PAGE TEXT:

--*--

Séamus Gardiner (1894 – 10 January 1976), was the 14th president of the Gaelic Athletic Association (1943–1946).

Born in Clare, he played football for UCD while studying there, he trained to be a national school teacher in De La Salle College, Waterford.

He played on the Clare senior team, and in 1924 was part of a Munster team that participated in an inter-provincial contest to choose a team for the Tailteann Games.

Settling in Borrisokane, he became involved in the local GAA club, representing it at board meetings, before going on to become chairman of the board, from 1933 to 1938. In 1940, he was elected vice-chairman of the Munster Council, and chairman in 1940.

During Gardiner's presidency, relationships began to renew with the President of Ireland for the first time since Douglas Hyde was removed as a patron.

--*--

LISTED RECORDS:
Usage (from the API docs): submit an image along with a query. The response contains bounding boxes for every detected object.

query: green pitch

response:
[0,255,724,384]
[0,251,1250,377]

--*--

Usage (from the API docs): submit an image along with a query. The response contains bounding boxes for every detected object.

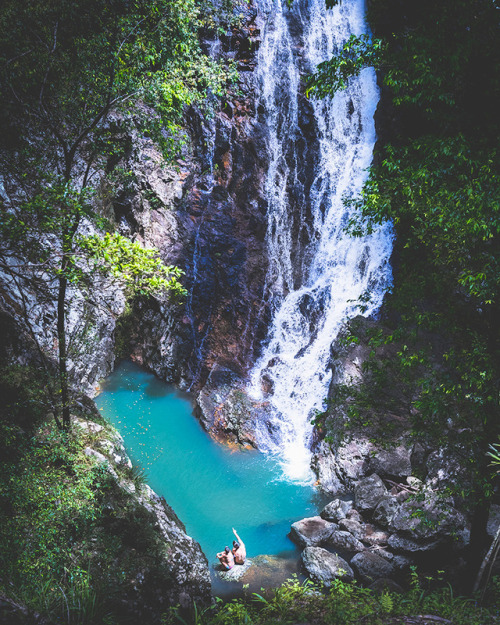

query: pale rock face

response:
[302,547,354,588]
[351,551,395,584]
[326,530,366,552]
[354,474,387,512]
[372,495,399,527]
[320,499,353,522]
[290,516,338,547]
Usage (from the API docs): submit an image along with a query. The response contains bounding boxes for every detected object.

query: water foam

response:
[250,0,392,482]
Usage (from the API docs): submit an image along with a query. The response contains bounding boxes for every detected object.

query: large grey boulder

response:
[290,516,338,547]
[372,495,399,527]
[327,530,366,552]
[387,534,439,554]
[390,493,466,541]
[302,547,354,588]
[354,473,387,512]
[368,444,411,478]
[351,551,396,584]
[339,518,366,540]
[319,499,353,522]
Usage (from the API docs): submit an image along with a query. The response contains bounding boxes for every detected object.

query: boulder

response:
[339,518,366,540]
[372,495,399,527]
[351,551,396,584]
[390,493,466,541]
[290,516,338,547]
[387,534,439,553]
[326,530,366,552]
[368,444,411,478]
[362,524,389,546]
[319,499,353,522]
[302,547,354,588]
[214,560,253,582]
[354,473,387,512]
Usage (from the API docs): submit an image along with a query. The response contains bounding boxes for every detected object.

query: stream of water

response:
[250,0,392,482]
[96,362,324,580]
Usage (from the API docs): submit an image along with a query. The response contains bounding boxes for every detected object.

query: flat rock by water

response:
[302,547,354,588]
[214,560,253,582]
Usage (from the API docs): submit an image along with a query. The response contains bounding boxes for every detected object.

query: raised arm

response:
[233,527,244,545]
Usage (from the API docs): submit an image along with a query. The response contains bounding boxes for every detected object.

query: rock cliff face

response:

--*--

EXERCISE AIM:
For each statement below, say yes or no to whether it agrees with the text on Séamus Gardiner, and quote the deciding words: 1. He served as the 14th president of the Gaelic Athletic Association. 2. He trained as a national school teacher at UCD. 3. He was chairman of the board from 1933 to 1938.

TASK OUTPUT:
1. Yes: "was the 14th president of the Gaelic Athletic Association (1943–1946)"
2. No: "he trained to be a national school teacher in De La Salle College, Waterford"
3. Yes: "chairman of the board, from 1933 to 1938"